**Problem details:** Transcribe the passage from the Cairo tour account below, between "We were in the" and "I get home.)", inclusive.

**Reading text:**
Start

We were in the first bus going on the overnight tour. The bus was packed - no empty seats, but we discovered over the next 2 days that we lucked out. Our guide, Hany, was the man who designed the tour, and he had connections around Cairo that helped us in many ways. Plus, he was knowledgeable, friendly, helpful and entertaining. He said he is a history teacher and that he gives lectures on Egyptian history all over the world. He also claimed to be the guide chosen to show President Obama around when he visited Cairo. (Ray doesn't believe him, thinks he is a great guide, salesman and storyteller. I plan to try to look him up on the internet when I get home.)
The tour started with a brief bus tour of Alexandria before we headed out on the 3 hour drive to Cairo. I was surprised to see the Pyramids of Giza to our right, just beyond the city as we drove into Cairo. I always thought they were further out in the desert, but they are practically at the edge of the city. Our first stop was at the Citadel of Salah Al-Din, a lovely, large mosque, built by an Egyptian ruler named Mohammed Ali (no, not the boxer) between 1176 and 1182 A.D..

End

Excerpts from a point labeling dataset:
Start

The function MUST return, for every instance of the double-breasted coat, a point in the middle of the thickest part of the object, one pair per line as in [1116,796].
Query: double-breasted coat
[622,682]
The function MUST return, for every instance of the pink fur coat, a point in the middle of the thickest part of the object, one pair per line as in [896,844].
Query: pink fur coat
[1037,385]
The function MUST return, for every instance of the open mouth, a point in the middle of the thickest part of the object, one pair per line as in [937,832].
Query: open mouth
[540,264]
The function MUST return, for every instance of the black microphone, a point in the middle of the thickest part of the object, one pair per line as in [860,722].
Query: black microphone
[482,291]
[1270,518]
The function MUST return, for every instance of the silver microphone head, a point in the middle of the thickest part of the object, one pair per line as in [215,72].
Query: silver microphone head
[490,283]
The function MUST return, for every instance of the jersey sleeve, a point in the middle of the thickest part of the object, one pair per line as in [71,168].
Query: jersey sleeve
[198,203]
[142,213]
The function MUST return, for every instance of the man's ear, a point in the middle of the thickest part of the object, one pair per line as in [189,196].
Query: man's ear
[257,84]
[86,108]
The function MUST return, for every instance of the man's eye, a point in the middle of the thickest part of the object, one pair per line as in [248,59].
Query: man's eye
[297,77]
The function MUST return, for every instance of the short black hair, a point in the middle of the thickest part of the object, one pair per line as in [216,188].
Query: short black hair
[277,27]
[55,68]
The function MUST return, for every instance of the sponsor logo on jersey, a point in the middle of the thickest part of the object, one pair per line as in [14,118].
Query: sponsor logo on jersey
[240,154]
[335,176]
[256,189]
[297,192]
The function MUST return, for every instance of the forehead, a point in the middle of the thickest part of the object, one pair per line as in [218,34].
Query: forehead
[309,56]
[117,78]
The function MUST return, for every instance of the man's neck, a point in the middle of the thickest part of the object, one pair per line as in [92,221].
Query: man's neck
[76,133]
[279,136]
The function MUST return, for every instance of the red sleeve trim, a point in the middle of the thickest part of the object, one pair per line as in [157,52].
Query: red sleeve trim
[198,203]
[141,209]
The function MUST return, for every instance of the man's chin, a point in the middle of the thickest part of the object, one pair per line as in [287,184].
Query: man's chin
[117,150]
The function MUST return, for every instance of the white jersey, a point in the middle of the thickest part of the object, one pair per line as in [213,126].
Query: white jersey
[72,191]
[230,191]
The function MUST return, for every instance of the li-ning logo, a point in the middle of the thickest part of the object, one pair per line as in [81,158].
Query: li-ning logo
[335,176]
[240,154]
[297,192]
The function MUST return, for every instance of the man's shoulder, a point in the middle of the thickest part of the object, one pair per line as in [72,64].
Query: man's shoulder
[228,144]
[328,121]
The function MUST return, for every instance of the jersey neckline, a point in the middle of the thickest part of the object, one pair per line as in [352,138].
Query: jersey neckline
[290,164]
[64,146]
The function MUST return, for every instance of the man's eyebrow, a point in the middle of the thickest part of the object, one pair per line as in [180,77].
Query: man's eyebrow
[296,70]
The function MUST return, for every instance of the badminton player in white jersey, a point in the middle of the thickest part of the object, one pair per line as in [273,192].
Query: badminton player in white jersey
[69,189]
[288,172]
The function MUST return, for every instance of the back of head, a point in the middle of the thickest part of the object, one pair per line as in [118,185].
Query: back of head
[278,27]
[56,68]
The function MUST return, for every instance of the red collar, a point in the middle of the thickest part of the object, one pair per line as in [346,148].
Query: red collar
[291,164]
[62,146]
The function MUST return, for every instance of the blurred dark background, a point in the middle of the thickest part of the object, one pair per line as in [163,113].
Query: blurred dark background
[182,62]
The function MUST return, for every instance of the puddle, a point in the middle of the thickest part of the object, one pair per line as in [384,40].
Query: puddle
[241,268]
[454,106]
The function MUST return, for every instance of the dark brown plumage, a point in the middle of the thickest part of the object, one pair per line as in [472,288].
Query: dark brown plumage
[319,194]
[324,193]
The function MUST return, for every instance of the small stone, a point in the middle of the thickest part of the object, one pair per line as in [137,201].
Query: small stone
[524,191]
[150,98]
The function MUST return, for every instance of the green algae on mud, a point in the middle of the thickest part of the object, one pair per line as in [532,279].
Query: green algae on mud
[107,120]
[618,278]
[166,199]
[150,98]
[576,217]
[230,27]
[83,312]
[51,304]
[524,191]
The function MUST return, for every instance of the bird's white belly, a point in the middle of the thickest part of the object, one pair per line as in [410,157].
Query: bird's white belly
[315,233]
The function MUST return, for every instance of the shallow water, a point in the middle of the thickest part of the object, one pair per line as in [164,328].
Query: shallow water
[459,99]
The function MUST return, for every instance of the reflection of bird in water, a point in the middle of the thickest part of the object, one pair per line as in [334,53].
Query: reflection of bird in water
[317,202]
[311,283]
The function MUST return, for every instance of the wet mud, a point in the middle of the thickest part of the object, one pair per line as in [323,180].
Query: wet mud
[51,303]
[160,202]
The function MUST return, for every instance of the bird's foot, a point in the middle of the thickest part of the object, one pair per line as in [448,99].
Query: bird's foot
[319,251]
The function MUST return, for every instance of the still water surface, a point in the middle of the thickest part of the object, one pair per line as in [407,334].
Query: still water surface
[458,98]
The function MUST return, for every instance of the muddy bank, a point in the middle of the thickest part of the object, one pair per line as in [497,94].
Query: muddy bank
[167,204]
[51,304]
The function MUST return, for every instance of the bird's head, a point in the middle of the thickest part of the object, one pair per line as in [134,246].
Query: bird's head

End

**Solution to the exercise:**
We were in the first bus going on the overnight tour. The bus was packed - no empty seats, but we discovered over the next 2 days that we lucked out. Our guide, Hany, was the man who designed the tour, and he had connections around Cairo that helped us in many ways. Plus, he was knowledgeable, friendly, helpful and entertaining. He said he is a history teacher and that he gives lectures on Egyptian history all over the world. He also claimed to be the guide chosen to show President Obama around when he visited Cairo. (Ray doesn't believe him, thinks he is a great guide, salesman and storyteller. I plan to try to look him up on the internet when I get home.)